Start of SOURCE INFORMATION

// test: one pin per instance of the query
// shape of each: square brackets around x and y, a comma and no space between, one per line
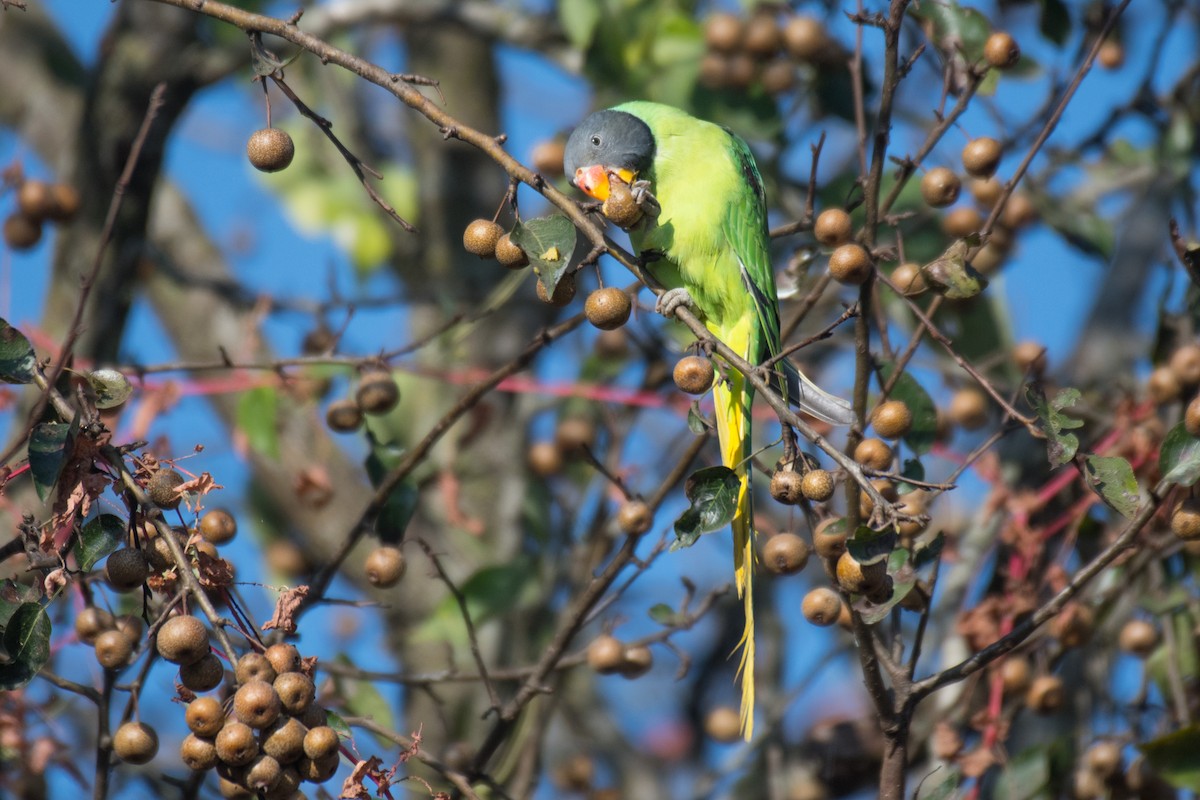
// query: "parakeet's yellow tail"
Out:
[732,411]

End of SOURCE INFORMATION
Start of SOURCE INFORMATION

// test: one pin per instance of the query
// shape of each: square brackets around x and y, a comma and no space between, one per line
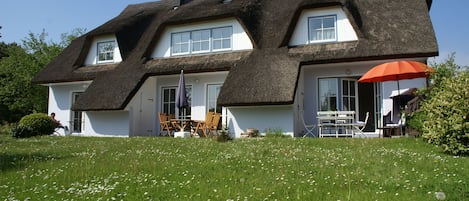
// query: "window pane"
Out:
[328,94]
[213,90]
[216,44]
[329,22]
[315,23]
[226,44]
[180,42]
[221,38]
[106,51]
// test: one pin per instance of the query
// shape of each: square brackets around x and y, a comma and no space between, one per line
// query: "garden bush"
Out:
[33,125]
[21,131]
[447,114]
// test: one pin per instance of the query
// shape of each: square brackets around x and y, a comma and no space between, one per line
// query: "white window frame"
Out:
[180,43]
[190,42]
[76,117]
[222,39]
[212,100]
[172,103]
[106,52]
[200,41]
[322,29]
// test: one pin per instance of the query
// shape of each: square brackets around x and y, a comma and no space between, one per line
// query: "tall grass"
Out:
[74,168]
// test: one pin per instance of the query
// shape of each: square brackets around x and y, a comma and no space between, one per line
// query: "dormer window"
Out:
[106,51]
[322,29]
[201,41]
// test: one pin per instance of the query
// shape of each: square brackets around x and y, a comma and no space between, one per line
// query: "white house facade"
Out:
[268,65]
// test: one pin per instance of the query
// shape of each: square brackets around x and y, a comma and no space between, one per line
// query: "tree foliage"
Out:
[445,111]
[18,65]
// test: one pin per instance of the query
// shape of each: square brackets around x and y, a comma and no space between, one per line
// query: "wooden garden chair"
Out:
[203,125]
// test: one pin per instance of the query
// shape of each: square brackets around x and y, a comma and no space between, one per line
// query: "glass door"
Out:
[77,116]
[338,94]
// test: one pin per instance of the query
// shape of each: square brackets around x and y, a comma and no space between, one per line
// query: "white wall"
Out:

End of SOURCE INFORMATION

* EXERCISE DETAILS *
Please show all lines from the entries that contain the word "garden".

* EXERCISE RESPONSE *
// query: "garden bush"
// query: "wooden garden chair"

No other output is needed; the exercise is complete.